# DIRECTIVES
a) List each emergency service in the Taibach article together with the area or body the article gives for it.
b) Reproduce the Taibach article between "Taibach, also spelled" and "the community boundaries.", inclusive, substituting "village" for every "settlement".

# ARTICLE
★ ★ ★

- Taibach Location within Neath Port Talbot
- Population: 4,799 (2011 census)
- OS grid reference: SS775889
- Principal area: Neath Port Talbot;
- Preserved county: West Glamorgan;
- Country: Wales
- Sovereign state: United Kingdom
- Post town: PORT TALBOT
- Postcode district: SA13
- Dialling code: 01639
- Police: South Wales
- Fire: Mid and West Wales
- Ambulance: Welsh
- UK Parliament: Aberafan Maesteg;
- Senedd Cymru – Welsh Parliament: Aberavon;
- Councillors: Anthony Taylor (Labour); Rachel Taylor (Labour);

= Taibach =

Taibach, also spelled as Tai-bach (little houses), is a community and suburban district of Port Talbot, Wales. It is a settlement centered on the main A48 road, sandwiched between the river Ffrwdwyllt and Margam. Parts of Margam are within the community boundaries.

★ ★ ★

# SUPPLIED DATA

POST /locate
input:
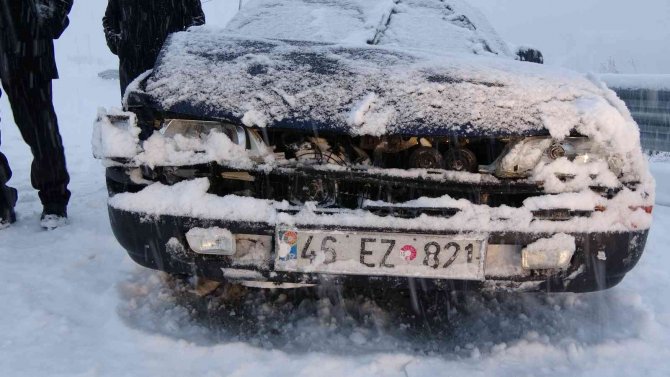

★ ★ ★

# ANSWERS TO THE PROBLEMS
a)
Police: South Wales
Fire: Mid and West Wales
Ambulance: Welsh

b)
Taibach, also spelled as Tai-bach (little houses), is a community and suburban district of Port Talbot, Wales. It is a village centered on the main A48 road, sandwiched between the river Ffrwdwyllt and Margam. Parts of Margam are within the community boundaries.